* **GIVEN INSTRUCTION**: Scale the lines below, starting with the one that contains "Can you find the bowl of ricotta" and ending with the one that contains "[[501, 948]]", both included, and give only those lines again, requests and all. Multiply every x and y coordinate in the answers by 2.2 and round to whole numbers, with halves rounded up; leave the pictures out.

* **TASK DATA**:
— START —

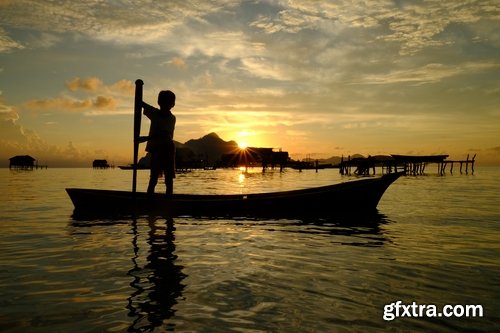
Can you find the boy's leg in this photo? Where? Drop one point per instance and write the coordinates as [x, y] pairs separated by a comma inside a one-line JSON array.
[[169, 184], [154, 174]]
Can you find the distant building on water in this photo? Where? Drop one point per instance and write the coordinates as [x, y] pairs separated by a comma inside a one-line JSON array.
[[100, 164]]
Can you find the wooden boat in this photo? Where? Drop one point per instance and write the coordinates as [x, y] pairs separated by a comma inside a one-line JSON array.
[[357, 196]]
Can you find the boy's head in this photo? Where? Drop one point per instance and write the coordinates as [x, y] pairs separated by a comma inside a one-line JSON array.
[[166, 99]]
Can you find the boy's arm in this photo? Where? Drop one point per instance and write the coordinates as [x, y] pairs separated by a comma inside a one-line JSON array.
[[148, 110]]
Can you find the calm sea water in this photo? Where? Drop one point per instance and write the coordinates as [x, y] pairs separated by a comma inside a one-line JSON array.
[[434, 241]]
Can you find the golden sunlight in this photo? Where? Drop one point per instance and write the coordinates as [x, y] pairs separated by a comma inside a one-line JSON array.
[[242, 145]]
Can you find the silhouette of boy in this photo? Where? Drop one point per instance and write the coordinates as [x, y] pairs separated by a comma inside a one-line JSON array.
[[160, 143]]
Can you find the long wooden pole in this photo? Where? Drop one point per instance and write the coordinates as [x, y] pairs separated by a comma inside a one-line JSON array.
[[137, 129]]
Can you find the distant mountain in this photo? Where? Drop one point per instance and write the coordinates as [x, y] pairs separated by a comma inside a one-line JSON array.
[[210, 147]]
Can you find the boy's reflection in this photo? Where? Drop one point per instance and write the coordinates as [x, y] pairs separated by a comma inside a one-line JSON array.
[[158, 282]]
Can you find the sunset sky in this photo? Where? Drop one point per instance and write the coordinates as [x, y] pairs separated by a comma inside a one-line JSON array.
[[314, 78]]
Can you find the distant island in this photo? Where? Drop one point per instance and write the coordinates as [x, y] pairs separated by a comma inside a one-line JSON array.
[[210, 151]]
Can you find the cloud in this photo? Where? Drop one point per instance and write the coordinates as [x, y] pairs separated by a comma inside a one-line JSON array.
[[70, 104], [92, 84], [428, 73]]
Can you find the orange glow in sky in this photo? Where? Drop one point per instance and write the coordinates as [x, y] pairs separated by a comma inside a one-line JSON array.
[[314, 78]]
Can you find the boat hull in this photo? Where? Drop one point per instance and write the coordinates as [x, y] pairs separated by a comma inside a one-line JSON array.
[[359, 196]]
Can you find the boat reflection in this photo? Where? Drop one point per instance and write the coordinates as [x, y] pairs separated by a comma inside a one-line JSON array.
[[157, 280]]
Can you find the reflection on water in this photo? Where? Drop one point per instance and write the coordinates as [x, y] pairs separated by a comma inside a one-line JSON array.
[[435, 241], [157, 283]]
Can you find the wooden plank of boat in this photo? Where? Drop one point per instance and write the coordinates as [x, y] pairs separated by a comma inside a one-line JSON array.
[[325, 201]]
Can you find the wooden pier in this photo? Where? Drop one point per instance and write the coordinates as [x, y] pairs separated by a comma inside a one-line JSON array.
[[409, 164]]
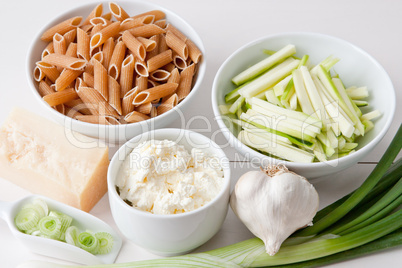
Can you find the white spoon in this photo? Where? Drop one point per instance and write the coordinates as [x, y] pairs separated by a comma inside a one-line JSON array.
[[57, 249]]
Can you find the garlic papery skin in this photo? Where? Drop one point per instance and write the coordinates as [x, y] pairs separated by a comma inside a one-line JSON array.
[[274, 203]]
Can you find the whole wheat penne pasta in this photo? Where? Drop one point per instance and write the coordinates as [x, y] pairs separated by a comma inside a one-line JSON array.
[[117, 59], [83, 49], [168, 104], [154, 112], [60, 97], [100, 20], [61, 28], [149, 44], [127, 105], [141, 82], [114, 94], [127, 74], [59, 44], [48, 70], [161, 23], [193, 51], [154, 93], [100, 37], [100, 80], [141, 67], [48, 50], [158, 14], [134, 45], [72, 50], [78, 105], [159, 60], [88, 79], [108, 16], [64, 61], [38, 74], [70, 36], [66, 77], [96, 12], [118, 12], [135, 116], [70, 112], [159, 75], [186, 79], [44, 89], [144, 108], [107, 50], [146, 30], [176, 32], [176, 44]]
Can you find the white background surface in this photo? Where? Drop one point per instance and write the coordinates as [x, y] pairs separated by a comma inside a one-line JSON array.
[[223, 26]]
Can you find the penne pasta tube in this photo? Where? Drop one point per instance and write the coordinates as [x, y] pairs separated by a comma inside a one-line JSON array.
[[146, 30], [141, 68], [144, 108], [100, 37], [118, 12], [61, 97], [59, 44], [159, 75], [48, 70], [107, 50], [159, 60], [154, 93], [193, 51], [38, 74], [149, 44], [127, 105], [135, 116], [176, 32], [96, 12], [66, 77], [72, 50], [114, 94], [186, 79], [158, 14], [70, 36], [83, 49], [61, 28], [127, 75], [177, 44], [117, 59], [100, 80], [48, 50], [64, 61], [168, 104], [88, 79], [134, 45]]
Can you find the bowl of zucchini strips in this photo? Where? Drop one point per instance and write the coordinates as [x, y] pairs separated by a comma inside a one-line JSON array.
[[313, 102], [115, 70]]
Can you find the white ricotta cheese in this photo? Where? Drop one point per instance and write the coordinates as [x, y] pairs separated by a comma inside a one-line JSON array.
[[162, 177]]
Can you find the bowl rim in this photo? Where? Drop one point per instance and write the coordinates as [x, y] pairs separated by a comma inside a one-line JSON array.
[[340, 161], [175, 131], [201, 70]]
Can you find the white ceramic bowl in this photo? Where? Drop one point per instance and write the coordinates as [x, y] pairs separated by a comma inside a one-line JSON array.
[[169, 235], [117, 133], [355, 67]]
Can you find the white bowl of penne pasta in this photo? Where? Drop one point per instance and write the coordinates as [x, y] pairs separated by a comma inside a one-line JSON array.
[[115, 70], [267, 120]]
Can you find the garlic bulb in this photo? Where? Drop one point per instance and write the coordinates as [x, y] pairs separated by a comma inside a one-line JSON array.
[[273, 203]]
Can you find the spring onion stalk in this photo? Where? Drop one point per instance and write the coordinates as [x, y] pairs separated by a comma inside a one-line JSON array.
[[264, 65], [378, 172]]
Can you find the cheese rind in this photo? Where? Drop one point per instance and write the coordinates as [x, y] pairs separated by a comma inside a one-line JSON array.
[[41, 156]]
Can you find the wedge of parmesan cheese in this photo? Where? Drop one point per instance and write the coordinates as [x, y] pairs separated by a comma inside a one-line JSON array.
[[46, 158]]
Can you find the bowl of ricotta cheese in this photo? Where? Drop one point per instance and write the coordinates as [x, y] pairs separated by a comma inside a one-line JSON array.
[[169, 190]]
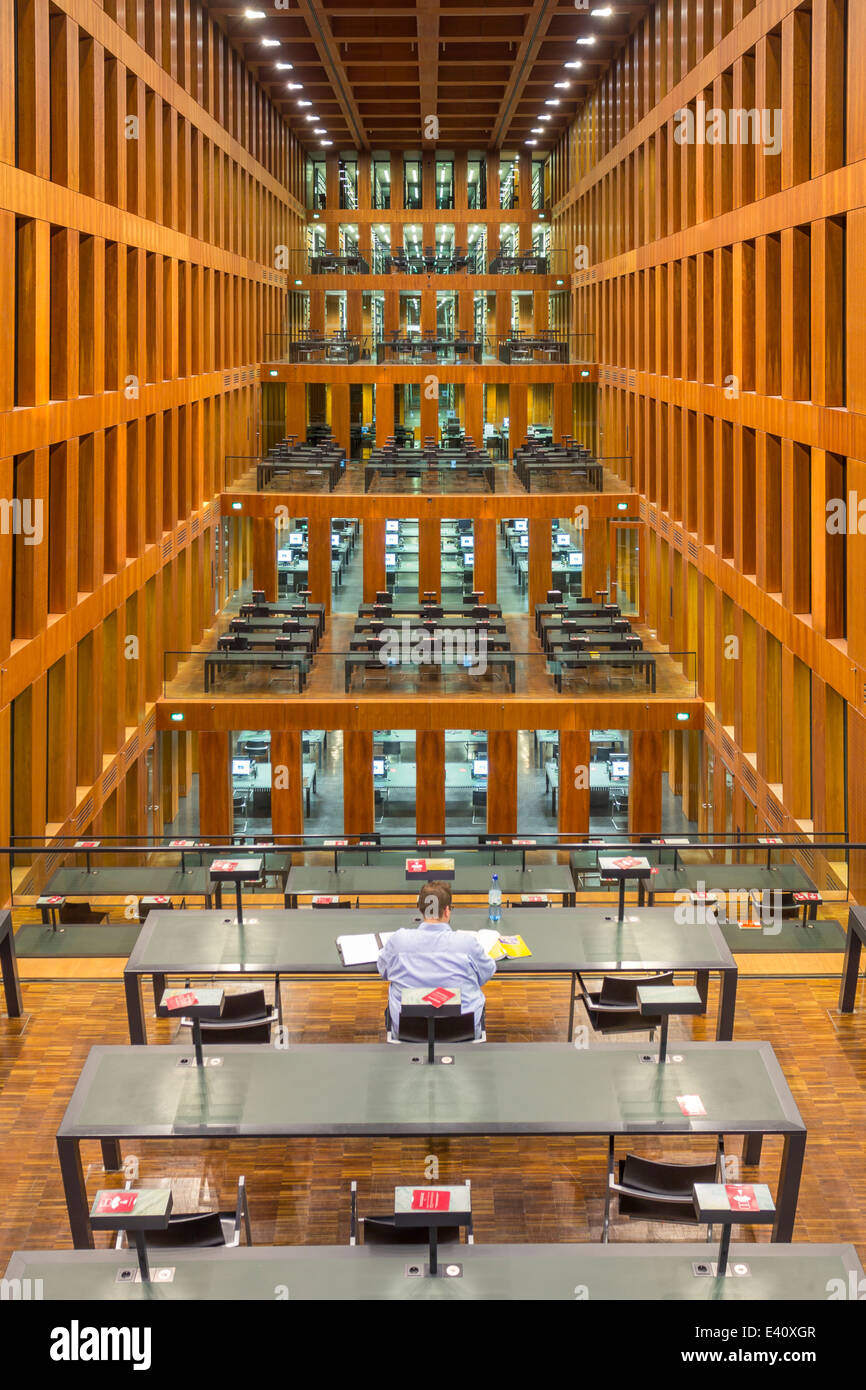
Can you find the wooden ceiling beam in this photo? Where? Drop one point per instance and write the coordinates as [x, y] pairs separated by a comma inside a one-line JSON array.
[[428, 64], [320, 31], [534, 32]]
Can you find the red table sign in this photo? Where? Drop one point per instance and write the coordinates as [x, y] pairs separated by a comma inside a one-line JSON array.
[[181, 1001], [430, 1201], [741, 1198], [116, 1203], [438, 997]]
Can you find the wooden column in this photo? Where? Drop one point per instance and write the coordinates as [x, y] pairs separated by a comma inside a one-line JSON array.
[[384, 410], [216, 815], [430, 555], [517, 414], [540, 560], [287, 784], [573, 795], [595, 556], [339, 413], [502, 781], [484, 576], [430, 781], [296, 410], [264, 556], [374, 558], [474, 412], [357, 783], [645, 781], [319, 560], [430, 410]]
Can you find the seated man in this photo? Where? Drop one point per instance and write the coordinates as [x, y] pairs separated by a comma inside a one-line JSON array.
[[433, 954]]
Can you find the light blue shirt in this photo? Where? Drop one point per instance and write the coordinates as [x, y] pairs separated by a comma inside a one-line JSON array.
[[434, 954]]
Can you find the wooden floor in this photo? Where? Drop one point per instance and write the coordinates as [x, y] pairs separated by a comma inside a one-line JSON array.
[[523, 1190]]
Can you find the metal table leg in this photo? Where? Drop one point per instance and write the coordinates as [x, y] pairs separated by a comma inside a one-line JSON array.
[[788, 1186], [71, 1172]]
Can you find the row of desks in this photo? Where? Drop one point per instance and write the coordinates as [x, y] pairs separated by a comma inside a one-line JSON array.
[[384, 876], [303, 944], [374, 1091]]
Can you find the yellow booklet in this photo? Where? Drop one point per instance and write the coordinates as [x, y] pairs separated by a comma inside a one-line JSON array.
[[501, 948]]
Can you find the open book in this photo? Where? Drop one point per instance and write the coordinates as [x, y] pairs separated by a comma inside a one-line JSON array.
[[362, 950], [502, 948]]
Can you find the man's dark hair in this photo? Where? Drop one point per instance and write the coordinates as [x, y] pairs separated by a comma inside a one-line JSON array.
[[433, 901]]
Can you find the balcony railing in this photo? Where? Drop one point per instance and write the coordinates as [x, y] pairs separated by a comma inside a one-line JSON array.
[[545, 346]]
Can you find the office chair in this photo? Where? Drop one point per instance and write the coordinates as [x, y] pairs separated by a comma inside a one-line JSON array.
[[245, 1019], [615, 1007], [654, 1190], [382, 1230], [460, 1029], [200, 1230]]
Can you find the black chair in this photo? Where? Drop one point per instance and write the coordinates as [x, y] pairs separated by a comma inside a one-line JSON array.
[[200, 1230], [445, 1030], [770, 908], [652, 1190], [382, 1230], [79, 913], [245, 1019], [615, 1007]]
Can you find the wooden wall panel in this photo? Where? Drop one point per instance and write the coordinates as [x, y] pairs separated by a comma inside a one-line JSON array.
[[502, 783]]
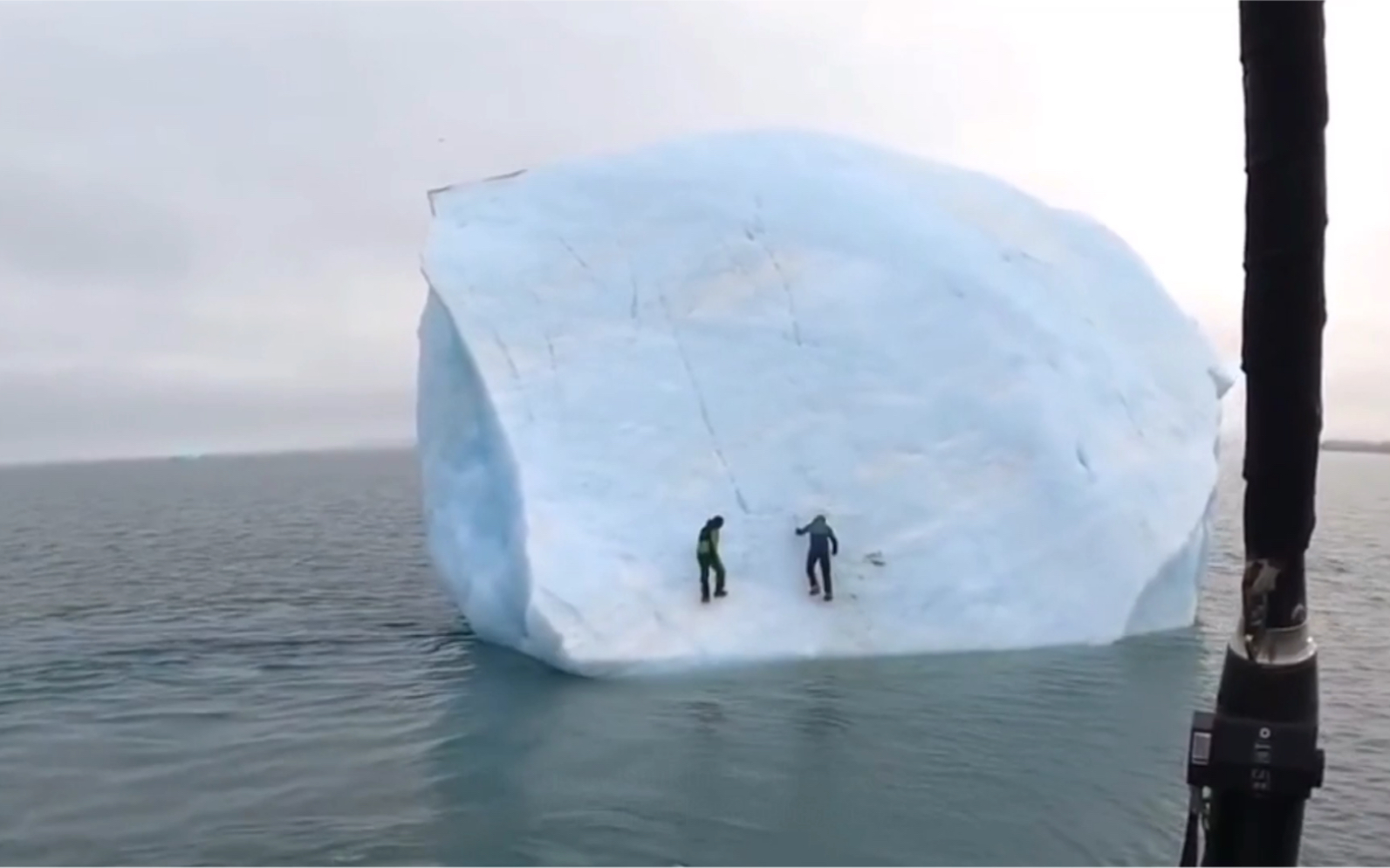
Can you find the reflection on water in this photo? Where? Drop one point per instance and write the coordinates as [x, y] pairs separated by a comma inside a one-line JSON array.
[[1048, 757]]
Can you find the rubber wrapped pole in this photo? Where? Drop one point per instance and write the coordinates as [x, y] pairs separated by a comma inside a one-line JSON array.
[[1284, 311]]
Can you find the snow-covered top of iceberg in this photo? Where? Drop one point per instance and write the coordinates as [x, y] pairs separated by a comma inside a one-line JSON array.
[[1005, 418]]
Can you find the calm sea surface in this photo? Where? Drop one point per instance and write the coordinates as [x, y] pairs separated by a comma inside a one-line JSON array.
[[249, 660]]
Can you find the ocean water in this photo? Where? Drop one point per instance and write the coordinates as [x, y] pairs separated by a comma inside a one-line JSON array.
[[248, 660]]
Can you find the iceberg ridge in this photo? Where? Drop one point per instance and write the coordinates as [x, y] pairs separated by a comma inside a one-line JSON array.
[[1010, 424]]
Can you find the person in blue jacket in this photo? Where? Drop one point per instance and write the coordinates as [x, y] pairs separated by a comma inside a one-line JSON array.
[[823, 544]]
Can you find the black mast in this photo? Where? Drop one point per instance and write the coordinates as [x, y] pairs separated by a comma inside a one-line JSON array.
[[1254, 762]]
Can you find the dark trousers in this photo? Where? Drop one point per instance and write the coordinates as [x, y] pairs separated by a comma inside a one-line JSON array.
[[820, 557], [707, 563]]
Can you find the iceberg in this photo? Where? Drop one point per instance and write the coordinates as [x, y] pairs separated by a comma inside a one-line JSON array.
[[1007, 420]]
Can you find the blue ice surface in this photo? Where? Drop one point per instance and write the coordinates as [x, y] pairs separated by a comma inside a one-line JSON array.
[[1008, 422]]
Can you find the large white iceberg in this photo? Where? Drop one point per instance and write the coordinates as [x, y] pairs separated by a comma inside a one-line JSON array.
[[1010, 424]]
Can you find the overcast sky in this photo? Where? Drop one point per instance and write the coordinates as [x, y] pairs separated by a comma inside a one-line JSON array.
[[211, 213]]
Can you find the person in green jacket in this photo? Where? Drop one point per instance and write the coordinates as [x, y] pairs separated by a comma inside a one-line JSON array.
[[707, 551]]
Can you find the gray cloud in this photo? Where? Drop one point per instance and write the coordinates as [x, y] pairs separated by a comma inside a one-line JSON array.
[[210, 213]]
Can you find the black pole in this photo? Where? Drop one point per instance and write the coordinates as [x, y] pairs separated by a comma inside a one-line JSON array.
[[1254, 762]]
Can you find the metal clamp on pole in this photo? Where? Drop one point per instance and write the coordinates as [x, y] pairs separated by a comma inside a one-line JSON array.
[[1253, 762]]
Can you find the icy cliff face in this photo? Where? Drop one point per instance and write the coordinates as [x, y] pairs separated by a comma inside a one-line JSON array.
[[1008, 422]]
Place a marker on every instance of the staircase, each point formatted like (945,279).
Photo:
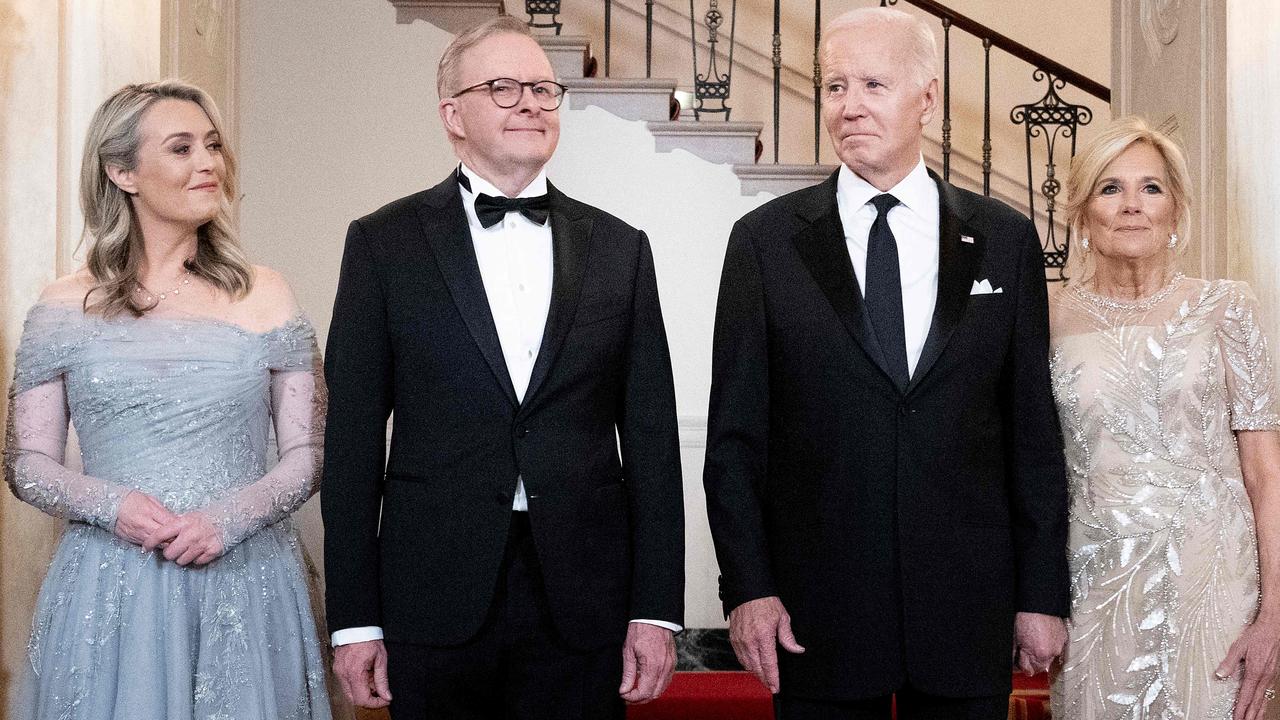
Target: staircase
(1046,121)
(653,101)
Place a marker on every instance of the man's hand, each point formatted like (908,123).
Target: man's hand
(755,630)
(361,669)
(648,661)
(187,538)
(140,515)
(1037,641)
(1255,656)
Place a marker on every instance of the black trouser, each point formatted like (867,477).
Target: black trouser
(516,668)
(912,705)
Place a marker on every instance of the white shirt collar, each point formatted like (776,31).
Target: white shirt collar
(917,191)
(480,186)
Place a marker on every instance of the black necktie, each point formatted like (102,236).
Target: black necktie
(885,290)
(490,210)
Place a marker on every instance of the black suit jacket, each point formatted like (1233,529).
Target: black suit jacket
(901,527)
(412,336)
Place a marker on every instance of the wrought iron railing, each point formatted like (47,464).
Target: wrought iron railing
(1045,122)
(1051,118)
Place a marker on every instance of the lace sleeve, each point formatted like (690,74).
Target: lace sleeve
(35,451)
(1249,379)
(298,404)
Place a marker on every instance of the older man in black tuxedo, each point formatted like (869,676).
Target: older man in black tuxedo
(504,560)
(885,473)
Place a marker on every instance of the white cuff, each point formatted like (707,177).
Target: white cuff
(348,636)
(671,627)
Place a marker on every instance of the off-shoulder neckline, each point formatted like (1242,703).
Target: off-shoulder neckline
(297,319)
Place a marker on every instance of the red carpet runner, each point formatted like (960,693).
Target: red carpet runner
(739,696)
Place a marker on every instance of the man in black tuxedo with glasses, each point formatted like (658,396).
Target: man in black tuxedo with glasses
(504,560)
(885,475)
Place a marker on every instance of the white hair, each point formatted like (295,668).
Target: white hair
(923,48)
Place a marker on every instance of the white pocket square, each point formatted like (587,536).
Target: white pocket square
(983,287)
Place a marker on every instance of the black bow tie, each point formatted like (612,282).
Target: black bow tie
(490,210)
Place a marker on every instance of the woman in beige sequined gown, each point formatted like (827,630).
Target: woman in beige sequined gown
(1165,391)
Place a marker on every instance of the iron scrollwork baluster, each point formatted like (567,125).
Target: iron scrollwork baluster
(1051,118)
(648,39)
(713,85)
(608,26)
(986,117)
(544,8)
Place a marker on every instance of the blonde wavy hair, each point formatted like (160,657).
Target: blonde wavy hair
(1087,169)
(112,229)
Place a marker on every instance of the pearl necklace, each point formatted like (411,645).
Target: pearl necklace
(152,297)
(1139,305)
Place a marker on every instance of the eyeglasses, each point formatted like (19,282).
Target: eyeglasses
(506,92)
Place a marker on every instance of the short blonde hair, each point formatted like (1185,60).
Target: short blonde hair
(923,48)
(451,62)
(1087,169)
(115,240)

— END —

* **EXERCISE OUTPUT**:
Can you find the bowl of ricotta cheese in this photo? Where? Drop one point per instance and write the coordinates as [x, y] pairs separated by a comma inside a one-line JSON array.
[[372, 418]]
Can you find the wooden ceiling beam in this photo? Where? Drop one point per instance and write the coordinates as [x, y] pairs separated by a comma inside a one-line JSON array.
[[942, 141], [704, 68], [1175, 70]]
Can you find the red table sign in this photo? Where? Drop one point per instance and write the coordinates as [x, y] pairs separated by a comma inside a one-line JSON array.
[[398, 2202], [946, 2642], [1630, 2636], [255, 2647], [964, 2193]]
Can you find the wooden column in this photo? Where? Drop one point per instance and write the coordinates as [x, y] pairs separated by a comma inside a one-line JSON array.
[[845, 902], [475, 1793], [946, 1221], [1137, 911], [1188, 1232], [631, 1725], [1261, 1749], [1309, 1223], [746, 909], [1104, 1718], [1065, 1267], [946, 1718], [651, 902], [581, 1223], [823, 1228], [1043, 906], [785, 1723], [1419, 1718], [702, 1232], [946, 902]]
Can you find the seated man in this photo? Where? Drop one point per instance and write the coordinates as [x, y] pairs separated by a comma inside a one-line JSON array.
[[953, 2099]]
Can you find the light blue shirt in this photo? Where? Drop one point per instance and write the coordinates as [x, y] pairs separated by a comma inside a one-line JSON array.
[[955, 2099]]
Can you find the wooden floor in this photo? Where? Drop one point per instance and write the coordinates as [x, y] pairs separated by a comma inside a one-line JSON array.
[[1151, 2618]]
Can you find the metal table leg in this photo? Where? Drop one point per instance and write the coordinates as [x, y] pairs separated by a comma inside a one-line JSON array.
[[1734, 2609], [156, 2578]]
Can you find the row of desks in this photo? Where? Drop one point per instance and write the coordinates as [x, y] pairs separated by a comma inside a one-line JSON array.
[[845, 1927], [667, 2077], [823, 2400]]
Can you find the yellow booklet in this photo? Where? Drop one point per instance and write the coordinates as [x, y] pairs separated by a comma inside a one-line JSON array.
[[1102, 2086]]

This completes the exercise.